__TASK PROMPT__.
All entries below are to be written out again exactly, but no picture is to be copied.

------------------------------------------------------------------------

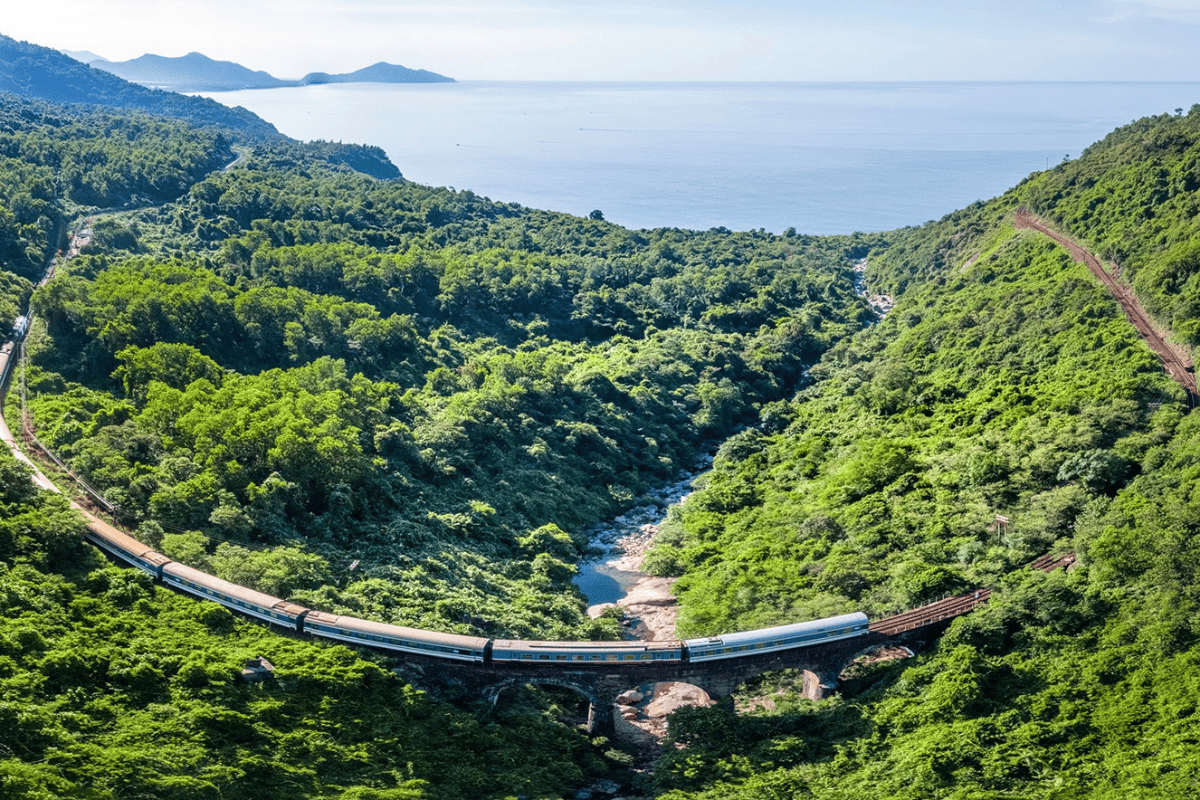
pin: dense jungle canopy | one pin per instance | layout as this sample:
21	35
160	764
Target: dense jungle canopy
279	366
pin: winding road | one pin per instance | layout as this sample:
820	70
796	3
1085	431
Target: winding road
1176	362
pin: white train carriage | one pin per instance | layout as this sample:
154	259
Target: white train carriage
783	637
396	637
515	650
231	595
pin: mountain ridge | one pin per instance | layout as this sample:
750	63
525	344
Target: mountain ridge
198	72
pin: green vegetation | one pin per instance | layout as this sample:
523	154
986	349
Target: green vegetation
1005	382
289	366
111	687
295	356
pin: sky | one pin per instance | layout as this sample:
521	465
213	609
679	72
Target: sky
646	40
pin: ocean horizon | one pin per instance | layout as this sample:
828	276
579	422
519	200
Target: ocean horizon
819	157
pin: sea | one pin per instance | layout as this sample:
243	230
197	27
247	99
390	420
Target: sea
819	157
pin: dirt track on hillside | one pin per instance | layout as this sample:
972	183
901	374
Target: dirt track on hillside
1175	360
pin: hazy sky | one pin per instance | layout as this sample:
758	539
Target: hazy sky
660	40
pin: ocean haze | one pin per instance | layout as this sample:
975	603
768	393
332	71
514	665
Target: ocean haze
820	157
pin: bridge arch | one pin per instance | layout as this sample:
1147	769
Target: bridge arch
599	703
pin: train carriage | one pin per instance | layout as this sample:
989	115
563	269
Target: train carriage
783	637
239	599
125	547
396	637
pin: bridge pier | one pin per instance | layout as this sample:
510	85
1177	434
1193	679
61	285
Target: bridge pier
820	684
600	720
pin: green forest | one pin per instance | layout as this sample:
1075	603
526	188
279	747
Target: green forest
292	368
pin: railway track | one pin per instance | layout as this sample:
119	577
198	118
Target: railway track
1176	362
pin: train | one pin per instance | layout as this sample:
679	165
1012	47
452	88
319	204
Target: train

------------------------------------------------------------------------

__RESPONSE AREA__.
pin: dense jungle canopy | one pin per instance | layout as this sample:
21	35
160	764
Target: dense jungle canopy
279	366
pin: winding road | one pin per instance | layout as this sample:
820	70
796	3
1085	431
Target: winding road
1176	362
pin: white train carriage | one pin per instance | layout as this sample:
154	259
Target: white train carriage
783	637
396	637
515	650
231	595
pin: mountain ridge | one pin per instance | layout as this sample:
750	63
525	344
Target: mountain ridge
198	72
pin: green vegetation | one pin per instance | layout as this sample:
523	154
986	349
Target: green vegetation
1005	382
289	366
111	687
295	356
pin: sky | one pin per instance | layout as this sample:
521	465
213	609
679	72
Target: sky
646	40
pin: ocean horizon | one pin per instance | layout as this sample:
828	276
579	422
519	200
Target: ocean horizon
819	157
pin: sea | one pin per instance | layout as this sample:
243	230
197	27
247	99
390	420
Target: sea
819	157
pin: dirt track on hillside | one pin per instance | layout as this sample:
972	183
901	374
Target: dirt track on hillside
1175	360
pin: hazy sky | one pin per instance | layout as this sample:
758	539
Target: hazy sky
660	40
pin: ocean haze | one pin per instance | layout as this sample:
975	603
768	393
332	71
514	665
Target: ocean haze
820	157
pin: bridge arch | one pin per instance | layout as this sample:
1147	769
Target: bridge arch
599	703
pin: train carriage | one pin per instance | layout as this sample:
989	115
563	269
Target: train carriage
783	637
239	599
125	547
396	637
pin: bridge pier | one pin per instance | layout as this sample:
510	85
1177	434
1193	679
61	285
Target: bridge pier
820	684
600	720
pin: green forest | one pin per instance | layout as this sample:
1075	603
526	188
279	747
Target: green forest
292	368
pin: railway track | one pin per instance | layout as this sample:
119	577
198	118
Target: railway track
1176	362
pin: train | one pin per instance | layout as this sample:
679	165
1012	47
452	88
319	204
Target: train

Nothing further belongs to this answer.